◆ ASSIGNMENT ◆
Collect all lines containing the word "positive" from the data.

◆ EXERCISE MATERIALS ◆

******************************

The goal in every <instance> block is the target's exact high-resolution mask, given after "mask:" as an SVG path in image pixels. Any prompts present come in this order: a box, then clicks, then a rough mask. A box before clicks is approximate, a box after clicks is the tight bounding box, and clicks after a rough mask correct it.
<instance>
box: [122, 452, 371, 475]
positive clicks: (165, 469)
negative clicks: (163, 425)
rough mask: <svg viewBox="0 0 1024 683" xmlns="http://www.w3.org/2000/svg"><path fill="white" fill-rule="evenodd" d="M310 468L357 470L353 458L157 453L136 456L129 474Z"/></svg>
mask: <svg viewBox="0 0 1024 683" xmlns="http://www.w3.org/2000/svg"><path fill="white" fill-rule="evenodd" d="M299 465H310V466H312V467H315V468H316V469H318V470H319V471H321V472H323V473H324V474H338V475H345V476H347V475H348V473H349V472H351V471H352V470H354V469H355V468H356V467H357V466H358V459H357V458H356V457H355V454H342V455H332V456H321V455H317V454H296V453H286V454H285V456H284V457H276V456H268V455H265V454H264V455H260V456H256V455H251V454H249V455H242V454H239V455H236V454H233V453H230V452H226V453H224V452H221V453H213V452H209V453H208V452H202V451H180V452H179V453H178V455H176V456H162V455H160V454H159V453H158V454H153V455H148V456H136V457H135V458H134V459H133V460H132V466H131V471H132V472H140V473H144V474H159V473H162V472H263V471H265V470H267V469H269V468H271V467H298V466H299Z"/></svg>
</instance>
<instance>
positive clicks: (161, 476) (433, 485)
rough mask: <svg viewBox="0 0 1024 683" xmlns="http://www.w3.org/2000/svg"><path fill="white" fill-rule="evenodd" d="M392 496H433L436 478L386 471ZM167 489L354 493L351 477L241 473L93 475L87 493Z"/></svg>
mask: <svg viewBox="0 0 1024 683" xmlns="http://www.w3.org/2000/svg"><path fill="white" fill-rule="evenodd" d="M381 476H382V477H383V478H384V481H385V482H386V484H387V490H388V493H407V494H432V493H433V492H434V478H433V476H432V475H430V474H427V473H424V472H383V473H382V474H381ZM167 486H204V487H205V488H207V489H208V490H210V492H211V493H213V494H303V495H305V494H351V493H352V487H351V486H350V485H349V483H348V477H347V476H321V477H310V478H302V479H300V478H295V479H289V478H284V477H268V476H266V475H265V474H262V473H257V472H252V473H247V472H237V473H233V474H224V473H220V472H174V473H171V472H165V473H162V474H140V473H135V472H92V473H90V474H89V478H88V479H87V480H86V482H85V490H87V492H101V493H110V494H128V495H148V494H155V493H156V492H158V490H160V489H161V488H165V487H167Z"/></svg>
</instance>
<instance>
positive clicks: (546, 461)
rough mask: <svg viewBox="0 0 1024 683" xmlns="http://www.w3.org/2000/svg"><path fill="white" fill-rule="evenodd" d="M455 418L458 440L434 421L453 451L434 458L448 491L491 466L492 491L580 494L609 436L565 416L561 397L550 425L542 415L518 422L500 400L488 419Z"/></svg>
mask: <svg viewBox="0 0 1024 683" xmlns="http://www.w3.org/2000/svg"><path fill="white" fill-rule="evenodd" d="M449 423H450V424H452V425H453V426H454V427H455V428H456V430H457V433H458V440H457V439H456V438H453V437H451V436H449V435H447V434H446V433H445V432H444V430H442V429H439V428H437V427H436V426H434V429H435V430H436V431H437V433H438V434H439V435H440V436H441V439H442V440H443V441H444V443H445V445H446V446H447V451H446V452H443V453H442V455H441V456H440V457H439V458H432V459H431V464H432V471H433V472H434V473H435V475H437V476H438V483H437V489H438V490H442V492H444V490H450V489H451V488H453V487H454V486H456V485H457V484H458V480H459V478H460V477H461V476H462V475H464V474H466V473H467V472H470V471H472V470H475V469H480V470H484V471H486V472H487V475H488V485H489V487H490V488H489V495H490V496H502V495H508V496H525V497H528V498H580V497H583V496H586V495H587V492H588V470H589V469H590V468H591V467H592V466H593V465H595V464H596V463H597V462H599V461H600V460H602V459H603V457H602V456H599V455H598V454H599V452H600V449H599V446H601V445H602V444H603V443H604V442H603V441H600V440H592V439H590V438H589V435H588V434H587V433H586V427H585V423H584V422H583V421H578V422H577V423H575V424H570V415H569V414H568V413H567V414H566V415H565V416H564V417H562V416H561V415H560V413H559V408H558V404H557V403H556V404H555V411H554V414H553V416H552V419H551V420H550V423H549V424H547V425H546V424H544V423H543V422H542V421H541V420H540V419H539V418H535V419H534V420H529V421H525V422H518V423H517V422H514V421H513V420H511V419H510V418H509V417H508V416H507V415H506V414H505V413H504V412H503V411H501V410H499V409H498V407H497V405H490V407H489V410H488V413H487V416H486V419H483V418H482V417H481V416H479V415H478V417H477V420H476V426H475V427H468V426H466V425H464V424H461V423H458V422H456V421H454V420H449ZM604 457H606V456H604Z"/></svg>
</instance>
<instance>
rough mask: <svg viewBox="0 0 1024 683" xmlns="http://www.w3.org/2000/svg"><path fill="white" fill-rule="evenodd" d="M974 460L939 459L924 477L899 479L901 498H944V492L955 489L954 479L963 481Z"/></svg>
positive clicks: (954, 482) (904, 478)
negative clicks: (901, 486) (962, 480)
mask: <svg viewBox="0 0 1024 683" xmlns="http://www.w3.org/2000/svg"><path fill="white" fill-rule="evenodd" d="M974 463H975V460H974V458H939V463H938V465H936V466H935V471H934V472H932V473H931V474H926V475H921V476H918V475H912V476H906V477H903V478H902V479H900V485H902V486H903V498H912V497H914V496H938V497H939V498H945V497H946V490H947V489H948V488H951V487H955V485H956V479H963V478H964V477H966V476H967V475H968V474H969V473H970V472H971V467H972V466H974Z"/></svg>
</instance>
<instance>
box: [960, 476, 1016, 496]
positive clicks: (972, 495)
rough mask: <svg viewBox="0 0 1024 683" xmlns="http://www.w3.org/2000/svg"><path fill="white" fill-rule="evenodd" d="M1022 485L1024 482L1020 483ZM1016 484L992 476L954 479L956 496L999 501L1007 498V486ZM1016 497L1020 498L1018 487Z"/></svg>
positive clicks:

******************************

◆ SOLVED EXERCISE ◆
positive clicks: (165, 469)
positive clicks: (161, 476) (433, 485)
positive clicks: (546, 461)
positive clicks: (954, 482) (904, 478)
positive clicks: (972, 495)
positive clicks:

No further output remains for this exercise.